*** Block opens ***

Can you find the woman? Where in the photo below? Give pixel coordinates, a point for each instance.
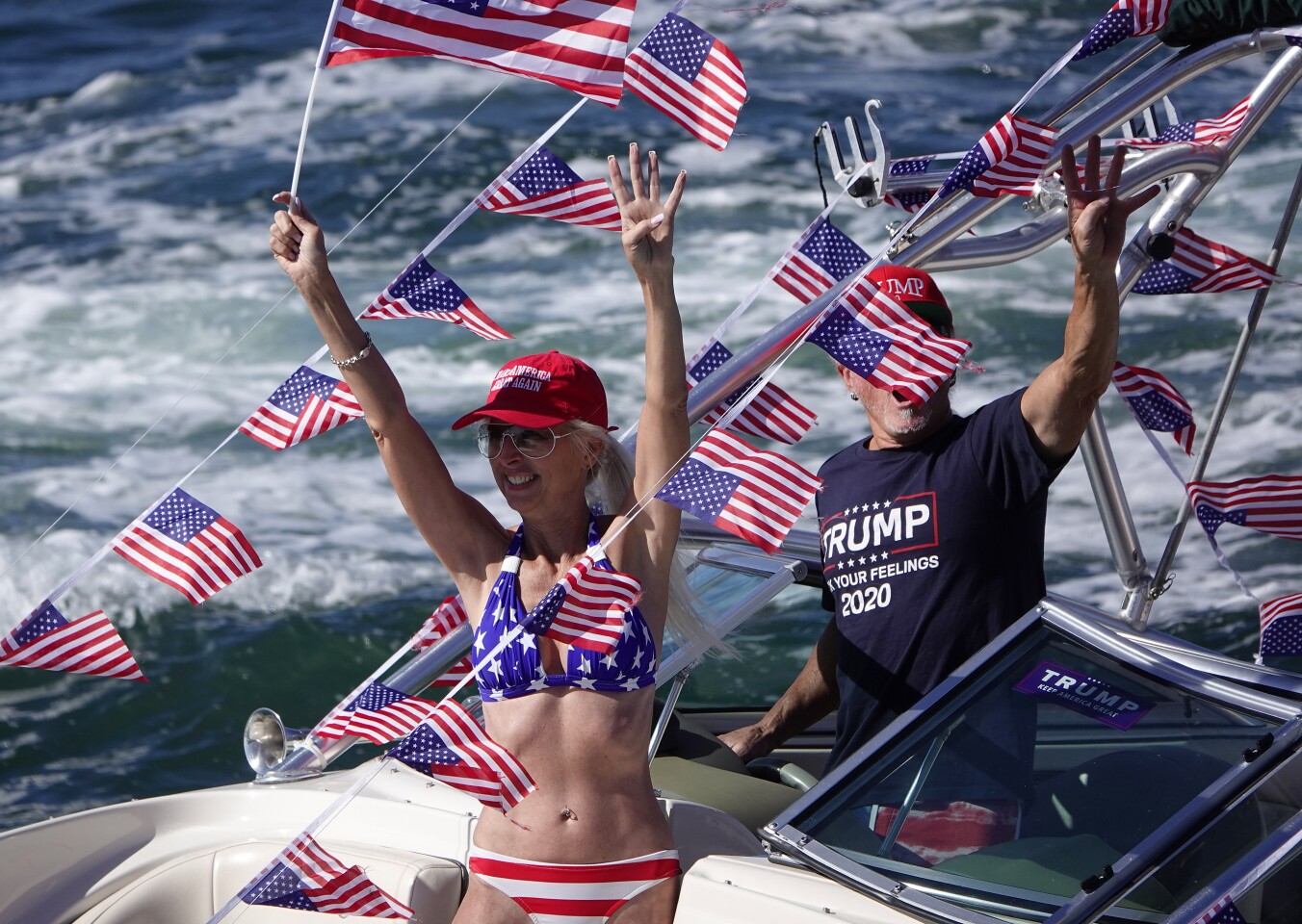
(578, 728)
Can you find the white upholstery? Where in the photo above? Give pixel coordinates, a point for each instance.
(192, 887)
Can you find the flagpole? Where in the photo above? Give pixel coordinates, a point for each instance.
(311, 96)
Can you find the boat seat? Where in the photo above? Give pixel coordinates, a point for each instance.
(192, 887)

*** Block closes ***

▶ _Work to complete_
Leaving the pictures out, reproduce the entries above exactly.

▶ _Task output_
Can you find the woman? Where in the photo below? Give pixel coordinates, a point for each instance.
(578, 728)
Can you find the white upholstery? Where in the photo above? Give pixel coordinates, a point for each instance.
(192, 887)
Can you find the flagpole? Where in the photo above? Give pixel coordinates, a point for each instance.
(311, 96)
Can you find the boat seat? Where in the photo above? Give pixel coordinates, a point for each instance.
(192, 887)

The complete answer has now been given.